> **Work item**
Rewrite the records below with "rough mask" replaced by "coarse mask", keeping every other character the same.

══════════

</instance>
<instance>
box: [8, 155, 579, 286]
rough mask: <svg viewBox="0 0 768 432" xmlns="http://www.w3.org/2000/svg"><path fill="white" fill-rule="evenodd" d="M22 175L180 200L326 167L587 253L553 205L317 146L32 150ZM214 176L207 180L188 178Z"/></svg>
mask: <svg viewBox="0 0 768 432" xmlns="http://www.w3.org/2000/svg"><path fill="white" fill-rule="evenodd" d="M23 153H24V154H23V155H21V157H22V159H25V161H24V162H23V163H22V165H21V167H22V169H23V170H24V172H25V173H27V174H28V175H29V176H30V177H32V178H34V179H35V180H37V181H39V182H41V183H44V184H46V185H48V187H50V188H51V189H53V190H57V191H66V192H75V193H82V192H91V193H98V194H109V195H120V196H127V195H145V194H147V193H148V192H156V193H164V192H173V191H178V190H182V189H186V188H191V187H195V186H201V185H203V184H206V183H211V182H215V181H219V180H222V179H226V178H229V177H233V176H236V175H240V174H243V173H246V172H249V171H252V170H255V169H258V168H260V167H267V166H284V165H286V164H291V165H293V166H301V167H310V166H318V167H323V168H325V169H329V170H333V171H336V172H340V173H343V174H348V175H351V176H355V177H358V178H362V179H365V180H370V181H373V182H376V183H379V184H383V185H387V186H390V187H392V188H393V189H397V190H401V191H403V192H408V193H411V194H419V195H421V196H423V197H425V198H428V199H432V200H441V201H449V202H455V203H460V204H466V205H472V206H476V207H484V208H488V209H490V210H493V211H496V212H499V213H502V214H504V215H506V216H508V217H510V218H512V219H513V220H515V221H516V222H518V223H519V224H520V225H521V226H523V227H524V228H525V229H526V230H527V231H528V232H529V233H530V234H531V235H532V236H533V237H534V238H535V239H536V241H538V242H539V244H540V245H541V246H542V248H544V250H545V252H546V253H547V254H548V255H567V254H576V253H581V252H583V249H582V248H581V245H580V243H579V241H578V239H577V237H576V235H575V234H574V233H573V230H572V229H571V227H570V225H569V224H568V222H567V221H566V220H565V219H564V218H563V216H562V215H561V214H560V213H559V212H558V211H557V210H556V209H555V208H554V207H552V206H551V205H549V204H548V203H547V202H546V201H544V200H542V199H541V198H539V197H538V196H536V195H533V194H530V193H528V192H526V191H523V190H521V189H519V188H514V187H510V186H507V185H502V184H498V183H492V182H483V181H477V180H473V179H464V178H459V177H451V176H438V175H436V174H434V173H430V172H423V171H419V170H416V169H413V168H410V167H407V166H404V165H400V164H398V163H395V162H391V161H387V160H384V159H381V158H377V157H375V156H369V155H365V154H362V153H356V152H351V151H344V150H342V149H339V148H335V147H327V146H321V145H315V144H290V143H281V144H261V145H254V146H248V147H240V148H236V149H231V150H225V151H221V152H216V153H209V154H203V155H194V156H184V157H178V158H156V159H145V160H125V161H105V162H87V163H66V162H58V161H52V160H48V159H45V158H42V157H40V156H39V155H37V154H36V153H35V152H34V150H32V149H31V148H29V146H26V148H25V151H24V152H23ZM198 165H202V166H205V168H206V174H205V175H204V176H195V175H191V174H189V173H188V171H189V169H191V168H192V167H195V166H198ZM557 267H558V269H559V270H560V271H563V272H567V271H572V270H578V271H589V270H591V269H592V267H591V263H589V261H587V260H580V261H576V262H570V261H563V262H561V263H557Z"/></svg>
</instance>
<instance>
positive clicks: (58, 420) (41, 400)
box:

══════════

> **Response for this exercise**
</instance>
<instance>
box: [8, 155, 579, 286]
coarse mask: <svg viewBox="0 0 768 432" xmlns="http://www.w3.org/2000/svg"><path fill="white" fill-rule="evenodd" d="M22 175L180 200L326 167L587 253L553 205L317 146L32 150ZM214 176L207 180L188 178Z"/></svg>
mask: <svg viewBox="0 0 768 432" xmlns="http://www.w3.org/2000/svg"><path fill="white" fill-rule="evenodd" d="M23 153H24V154H23V155H21V157H22V159H25V161H24V162H23V163H22V165H21V167H22V169H23V170H24V172H25V173H27V174H28V175H29V176H30V177H32V178H34V179H35V180H37V181H39V182H41V183H44V184H46V185H48V187H50V188H51V189H53V190H57V191H66V192H75V193H82V192H91V193H98V194H109V195H120V196H127V195H145V194H147V193H148V192H156V193H164V192H173V191H178V190H182V189H186V188H191V187H195V186H201V185H203V184H206V183H211V182H215V181H219V180H222V179H226V178H229V177H233V176H236V175H240V174H243V173H246V172H249V171H252V170H255V169H258V168H260V167H267V166H284V165H286V164H291V165H293V166H301V167H310V166H318V167H323V168H325V169H329V170H333V171H336V172H340V173H343V174H348V175H351V176H355V177H358V178H362V179H365V180H370V181H373V182H376V183H379V184H383V185H387V186H390V187H392V188H393V189H397V190H401V191H403V192H408V193H411V194H419V195H421V196H423V197H425V198H428V199H432V200H441V201H449V202H455V203H460V204H466V205H472V206H476V207H484V208H488V209H490V210H493V211H496V212H499V213H502V214H504V215H506V216H508V217H510V218H512V219H513V220H515V221H516V222H518V223H519V224H520V225H521V226H523V227H524V228H525V229H526V230H527V231H528V232H529V233H530V234H531V235H532V236H533V237H534V238H535V239H536V241H538V242H539V244H540V245H541V246H542V248H544V250H545V252H546V253H547V254H548V255H567V254H576V253H581V252H583V249H582V248H581V245H580V243H579V241H578V239H577V237H576V235H575V234H574V233H573V230H572V229H571V227H570V225H569V224H568V222H567V221H566V220H565V219H564V218H563V216H562V215H561V214H560V213H559V212H558V211H557V210H556V209H555V208H554V207H552V206H551V205H549V204H548V203H547V202H546V201H544V200H542V199H541V198H539V197H538V196H536V195H533V194H530V193H528V192H526V191H523V190H521V189H519V188H514V187H510V186H507V185H502V184H498V183H492V182H483V181H477V180H473V179H464V178H459V177H451V176H438V175H436V174H434V173H430V172H423V171H419V170H416V169H413V168H410V167H407V166H404V165H400V164H398V163H395V162H391V161H387V160H384V159H381V158H377V157H375V156H369V155H365V154H362V153H356V152H351V151H344V150H342V149H339V148H335V147H327V146H321V145H315V144H290V143H281V144H261V145H254V146H248V147H240V148H236V149H231V150H225V151H221V152H216V153H209V154H203V155H194V156H184V157H178V158H156V159H145V160H125V161H105V162H87V163H66V162H58V161H52V160H48V159H45V158H42V157H40V156H39V155H37V154H36V153H35V152H34V150H32V149H31V148H29V146H26V148H25V151H24V152H23ZM198 165H202V166H205V168H206V174H205V175H204V176H195V175H191V174H189V173H188V171H189V169H191V168H192V167H195V166H198ZM557 267H558V269H559V270H560V271H563V272H567V271H572V270H578V271H589V270H591V269H592V267H591V263H589V261H587V260H580V261H576V262H570V261H563V262H561V263H557Z"/></svg>
</instance>
<instance>
positive clicks: (58, 420) (41, 400)
box:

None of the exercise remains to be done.